» **Do this**:
Print the data exactly, leaving nothing out.

○ ○ ○ ○

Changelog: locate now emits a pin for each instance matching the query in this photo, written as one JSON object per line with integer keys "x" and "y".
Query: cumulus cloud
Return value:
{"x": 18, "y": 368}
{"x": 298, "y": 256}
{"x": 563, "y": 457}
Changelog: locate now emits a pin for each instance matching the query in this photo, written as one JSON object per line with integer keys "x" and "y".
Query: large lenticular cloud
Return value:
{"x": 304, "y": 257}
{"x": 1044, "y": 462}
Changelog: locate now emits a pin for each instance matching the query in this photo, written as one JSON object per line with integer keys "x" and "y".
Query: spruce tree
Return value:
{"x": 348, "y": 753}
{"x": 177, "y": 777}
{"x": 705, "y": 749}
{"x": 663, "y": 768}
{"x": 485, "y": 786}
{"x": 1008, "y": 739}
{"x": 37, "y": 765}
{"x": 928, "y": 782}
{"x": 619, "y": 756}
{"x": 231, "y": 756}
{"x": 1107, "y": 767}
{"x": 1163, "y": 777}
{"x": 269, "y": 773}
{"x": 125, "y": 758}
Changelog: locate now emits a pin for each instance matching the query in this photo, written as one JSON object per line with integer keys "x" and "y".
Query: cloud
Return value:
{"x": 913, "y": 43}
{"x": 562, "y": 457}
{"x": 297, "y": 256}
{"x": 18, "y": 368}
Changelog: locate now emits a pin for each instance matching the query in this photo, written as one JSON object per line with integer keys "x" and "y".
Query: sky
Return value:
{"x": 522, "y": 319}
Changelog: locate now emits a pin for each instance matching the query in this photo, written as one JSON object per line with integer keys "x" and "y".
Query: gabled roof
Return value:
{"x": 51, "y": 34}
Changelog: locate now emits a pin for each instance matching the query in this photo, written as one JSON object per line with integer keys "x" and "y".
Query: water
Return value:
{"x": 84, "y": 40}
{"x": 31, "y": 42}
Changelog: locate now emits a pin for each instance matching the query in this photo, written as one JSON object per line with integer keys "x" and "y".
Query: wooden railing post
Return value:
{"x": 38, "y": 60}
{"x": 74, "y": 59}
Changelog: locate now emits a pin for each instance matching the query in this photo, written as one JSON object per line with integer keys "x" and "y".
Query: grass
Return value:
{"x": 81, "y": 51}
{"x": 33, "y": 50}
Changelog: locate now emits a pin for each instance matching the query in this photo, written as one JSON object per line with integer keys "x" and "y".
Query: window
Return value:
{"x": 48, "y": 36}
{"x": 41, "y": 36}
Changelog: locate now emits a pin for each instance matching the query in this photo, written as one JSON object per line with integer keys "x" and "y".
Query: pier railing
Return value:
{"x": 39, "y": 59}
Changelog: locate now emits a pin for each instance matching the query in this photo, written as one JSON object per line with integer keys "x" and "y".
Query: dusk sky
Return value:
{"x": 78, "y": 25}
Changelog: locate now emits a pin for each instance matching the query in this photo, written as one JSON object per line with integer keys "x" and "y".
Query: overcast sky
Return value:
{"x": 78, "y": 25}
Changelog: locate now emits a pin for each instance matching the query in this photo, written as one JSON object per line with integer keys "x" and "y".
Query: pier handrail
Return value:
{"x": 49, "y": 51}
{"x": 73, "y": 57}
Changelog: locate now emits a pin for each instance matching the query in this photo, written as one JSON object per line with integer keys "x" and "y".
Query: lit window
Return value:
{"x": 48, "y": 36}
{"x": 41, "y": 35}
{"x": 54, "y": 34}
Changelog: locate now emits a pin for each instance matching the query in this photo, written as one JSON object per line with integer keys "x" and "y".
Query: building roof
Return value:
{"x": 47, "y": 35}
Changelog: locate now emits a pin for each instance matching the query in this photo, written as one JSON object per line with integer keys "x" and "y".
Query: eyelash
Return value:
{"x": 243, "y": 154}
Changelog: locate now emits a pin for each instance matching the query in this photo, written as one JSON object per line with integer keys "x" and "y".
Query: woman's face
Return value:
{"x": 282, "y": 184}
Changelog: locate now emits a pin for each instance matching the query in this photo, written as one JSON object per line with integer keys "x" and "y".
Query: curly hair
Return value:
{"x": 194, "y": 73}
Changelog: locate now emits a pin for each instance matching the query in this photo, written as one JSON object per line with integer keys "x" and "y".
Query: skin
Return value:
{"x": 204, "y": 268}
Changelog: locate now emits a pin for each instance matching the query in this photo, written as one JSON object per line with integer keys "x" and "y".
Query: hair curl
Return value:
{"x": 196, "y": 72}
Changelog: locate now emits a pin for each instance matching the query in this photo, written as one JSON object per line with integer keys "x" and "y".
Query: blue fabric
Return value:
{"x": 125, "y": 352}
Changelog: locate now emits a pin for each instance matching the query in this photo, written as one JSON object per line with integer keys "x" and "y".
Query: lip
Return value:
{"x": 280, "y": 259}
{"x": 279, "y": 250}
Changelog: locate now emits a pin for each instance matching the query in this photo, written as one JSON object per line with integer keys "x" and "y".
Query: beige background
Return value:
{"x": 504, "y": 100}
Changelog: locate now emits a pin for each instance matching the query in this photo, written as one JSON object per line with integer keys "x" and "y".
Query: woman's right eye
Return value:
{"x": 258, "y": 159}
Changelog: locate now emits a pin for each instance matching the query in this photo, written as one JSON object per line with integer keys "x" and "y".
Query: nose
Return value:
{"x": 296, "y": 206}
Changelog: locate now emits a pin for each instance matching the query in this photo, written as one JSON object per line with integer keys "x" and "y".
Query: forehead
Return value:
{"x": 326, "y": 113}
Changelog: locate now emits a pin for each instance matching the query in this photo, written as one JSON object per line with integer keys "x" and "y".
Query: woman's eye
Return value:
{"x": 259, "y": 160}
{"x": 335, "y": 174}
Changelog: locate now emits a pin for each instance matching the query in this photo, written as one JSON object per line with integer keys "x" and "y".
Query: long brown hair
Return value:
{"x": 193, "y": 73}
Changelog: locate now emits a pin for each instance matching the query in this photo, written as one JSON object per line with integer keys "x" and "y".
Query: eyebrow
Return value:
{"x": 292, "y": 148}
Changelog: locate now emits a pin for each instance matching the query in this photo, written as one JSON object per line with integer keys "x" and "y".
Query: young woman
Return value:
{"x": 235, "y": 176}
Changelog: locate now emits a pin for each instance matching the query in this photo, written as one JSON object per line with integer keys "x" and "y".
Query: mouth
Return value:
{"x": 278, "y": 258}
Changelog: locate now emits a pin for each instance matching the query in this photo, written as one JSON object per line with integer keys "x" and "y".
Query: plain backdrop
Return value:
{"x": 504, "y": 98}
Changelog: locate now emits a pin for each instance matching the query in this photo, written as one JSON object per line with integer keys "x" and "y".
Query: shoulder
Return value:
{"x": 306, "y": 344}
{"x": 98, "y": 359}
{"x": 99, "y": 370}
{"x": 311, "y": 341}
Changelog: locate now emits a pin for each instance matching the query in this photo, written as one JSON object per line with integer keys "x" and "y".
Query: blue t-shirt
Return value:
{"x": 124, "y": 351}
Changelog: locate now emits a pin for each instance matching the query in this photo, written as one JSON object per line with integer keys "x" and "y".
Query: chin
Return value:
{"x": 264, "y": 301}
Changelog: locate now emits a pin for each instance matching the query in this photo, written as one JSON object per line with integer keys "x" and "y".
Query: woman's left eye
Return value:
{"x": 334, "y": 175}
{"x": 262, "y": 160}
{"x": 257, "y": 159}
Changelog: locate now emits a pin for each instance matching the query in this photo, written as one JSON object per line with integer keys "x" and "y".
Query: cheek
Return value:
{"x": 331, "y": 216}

○ ○ ○ ○

» **Reply to the task**:
Changelog: locate now emits a pin for each instance matching the query in this photo, written as one JSON object per line with integer keys "x" and "y".
Query: cumulus cloud
Return value:
{"x": 18, "y": 368}
{"x": 298, "y": 256}
{"x": 563, "y": 457}
Changelog: locate now emits a pin for each instance matching the query in this photo, written as one JSON object per line with integer keys "x" and "y".
Query: large lenticular cloud
Return value:
{"x": 304, "y": 257}
{"x": 1044, "y": 462}
Changelog: locate now emits a pin for each instance matching the query in this photo, written as one JSON object per line with integer keys "x" and "y".
Query: spruce tree
Return value:
{"x": 348, "y": 753}
{"x": 177, "y": 777}
{"x": 705, "y": 749}
{"x": 663, "y": 768}
{"x": 485, "y": 786}
{"x": 1008, "y": 739}
{"x": 37, "y": 765}
{"x": 928, "y": 782}
{"x": 619, "y": 756}
{"x": 231, "y": 756}
{"x": 1107, "y": 767}
{"x": 1163, "y": 777}
{"x": 269, "y": 773}
{"x": 125, "y": 758}
Changelog: locate now emits a pin for each instance matching the query in this photo, written as one JSON object per line with integer keys "x" and "y".
Query: cloud
Return value:
{"x": 913, "y": 43}
{"x": 562, "y": 457}
{"x": 297, "y": 256}
{"x": 18, "y": 368}
Changelog: locate now emits a pin for each instance matching the query in this photo, written as one JSON object per line with integer keys "x" and "y".
Query: sky
Return value:
{"x": 522, "y": 319}
Changelog: locate now emits a pin for each instance matching the query in this photo, written as one JSON object per line with integer keys "x" and "y".
Query: gabled roof
Return value:
{"x": 51, "y": 34}
Changelog: locate now emits a pin for each instance matching the query in this photo, written as one JSON object per line with integer keys "x" and "y".
Query: water
Return value:
{"x": 84, "y": 40}
{"x": 31, "y": 42}
Changelog: locate now emits a pin for each instance matching the query in this photo, written as one JSON object per line with integer keys "x" and "y".
Query: wooden railing post
Return value:
{"x": 38, "y": 60}
{"x": 74, "y": 59}
Changelog: locate now emits a pin for each instance matching the query in this photo, written as one JSON object per line with integer keys "x" and "y".
Query: grass
Return value:
{"x": 81, "y": 51}
{"x": 33, "y": 50}
Changelog: locate now emits a pin for each instance matching the query in this photo, written as one JSON object per line with integer keys "x" and "y".
Query: window
Return value:
{"x": 48, "y": 36}
{"x": 41, "y": 36}
Changelog: locate now emits a pin for each instance matching the query in this photo, written as one JSON object per line with integer keys "x" and "y".
Query: pier railing
Return value:
{"x": 39, "y": 59}
Changelog: locate now emits a pin for each instance matching the query in this photo, written as one JSON object per line with integer keys "x" and "y".
Query: dusk sky
Return value:
{"x": 78, "y": 25}
Changelog: locate now emits a pin for each instance matching the query in this photo, written as one JSON object per line with integer keys "x" and "y".
Query: overcast sky
Return value:
{"x": 78, "y": 25}
Changelog: locate now emits a pin for each instance matching the query in this photo, written as one JSON object per line with integer keys "x" and "y".
Query: pier handrail
Return value:
{"x": 49, "y": 51}
{"x": 73, "y": 57}
Changelog: locate now emits a pin for each instance matching the query in this photo, written as one JSON object per line with integer keys "x" and "y".
Query: lit window
Return value:
{"x": 48, "y": 36}
{"x": 41, "y": 35}
{"x": 54, "y": 34}
Changelog: locate now emits a pin for each instance matching the query in this photo, written as one JSON object per line with integer keys "x" and "y".
Query: building roof
Return value:
{"x": 47, "y": 35}
Changelog: locate now emits a pin for each instance matching the query in this photo, written as one JSON object per line with integer keys "x" and "y".
Query: eyelash
Return value:
{"x": 243, "y": 154}
Changelog: locate now emits a pin for each instance matching the query in this photo, written as one JSON object per line with integer keys "x" and "y".
Query: woman's face
Return value:
{"x": 282, "y": 184}
Changelog: locate now emits a pin for each instance matching the query in this photo, written as one JSON object per line with integer keys "x" and "y".
Query: curly hair
Return value:
{"x": 194, "y": 73}
Changelog: locate now emits a pin for each instance matching the query in this photo, written as one JSON object per line with integer keys "x" and "y".
Query: skin
Return value:
{"x": 204, "y": 268}
Changelog: locate now emits a pin for each instance matching the query in this photo, written as one JSON object per line with integer keys "x" and "y".
Query: hair curl
Return value:
{"x": 196, "y": 72}
Changelog: locate now emits a pin for each instance matching the query in this photo, written as one JSON object per line with integer keys "x" and "y".
Query: blue fabric
Return value:
{"x": 125, "y": 352}
Changelog: locate now emits a pin for each instance matching the query in this photo, written as one JSON object per line with integer keys "x" and "y".
Query: lip
Return value:
{"x": 280, "y": 259}
{"x": 279, "y": 250}
Changelog: locate now emits a pin for each instance matching the query in this photo, written as one JSON object per line with integer keys "x" and "y".
Query: beige background
Return value:
{"x": 504, "y": 100}
Changelog: locate now emits a pin for each instance matching the query in this photo, written as one JSON object per line with integer keys "x" and "y".
Query: woman's right eye
Return value:
{"x": 258, "y": 159}
Changelog: locate now emits a pin for each instance matching the query in this photo, written as one JSON object per line with integer keys "x" and "y".
Query: nose
Return value:
{"x": 296, "y": 206}
Changelog: locate now emits a pin for each instance matching the query in this photo, written as one JSON object per line with integer keys "x" and "y".
Query: forehead
Return value:
{"x": 326, "y": 113}
Changelog: locate now emits a pin for each instance matching the query in this photo, written as one JSON object per line with integer keys "x" and "y".
Query: woman's eye
Return value:
{"x": 259, "y": 160}
{"x": 335, "y": 174}
Changelog: locate now emits a pin for each instance matching the query in this photo, written as one JSON object per line with integer keys "x" and "y".
Query: long brown hair
Return value:
{"x": 193, "y": 73}
Changelog: locate now emits a pin for each instance matching the query in this photo, written as one JSON object per line with integer keys "x" and "y".
Query: eyebrow
Return value:
{"x": 292, "y": 148}
Changelog: locate now emits a pin for each instance matching the query in this photo, written as one JSON object per line with integer keys "x" and "y".
Query: young woman
Return value:
{"x": 235, "y": 176}
Changelog: locate now emits a pin for each instance matching the query in this photo, written as one JSON object per line with integer keys "x" and "y".
Query: mouth
Return value:
{"x": 278, "y": 258}
Changelog: locate now emits a pin for each instance matching the query in this photo, written as one JSON object per line with integer keys "x" and "y".
Query: plain backdrop
Return value:
{"x": 504, "y": 98}
Changelog: locate now emits a pin for each instance matching the query in this photo, written as one JSON object per line with integer keys "x" and "y".
Query: shoulder
Return value:
{"x": 306, "y": 344}
{"x": 98, "y": 359}
{"x": 99, "y": 370}
{"x": 311, "y": 341}
Changelog: locate now emits a pin for each instance matching the query in this photo, written as one JSON object per line with integer keys "x" and "y".
Query: blue t-shirt
Return value:
{"x": 124, "y": 351}
Changelog: locate now emits a pin for each instance matching the query in this photo, written as one JSON object per line with integer keys "x" and "y".
Query: chin
Return value:
{"x": 264, "y": 301}
Changelog: locate now emits a pin for each instance matching the query in this photo, written as one JSON object per line with integer keys "x" and "y".
Query: woman's left eye
Return value:
{"x": 334, "y": 175}
{"x": 262, "y": 160}
{"x": 257, "y": 159}
Changelog: locate now emits a pin for each instance matching the query in this photo, written as one JSON object per line with integer keys "x" and "y".
Query: cheek
Return value:
{"x": 331, "y": 216}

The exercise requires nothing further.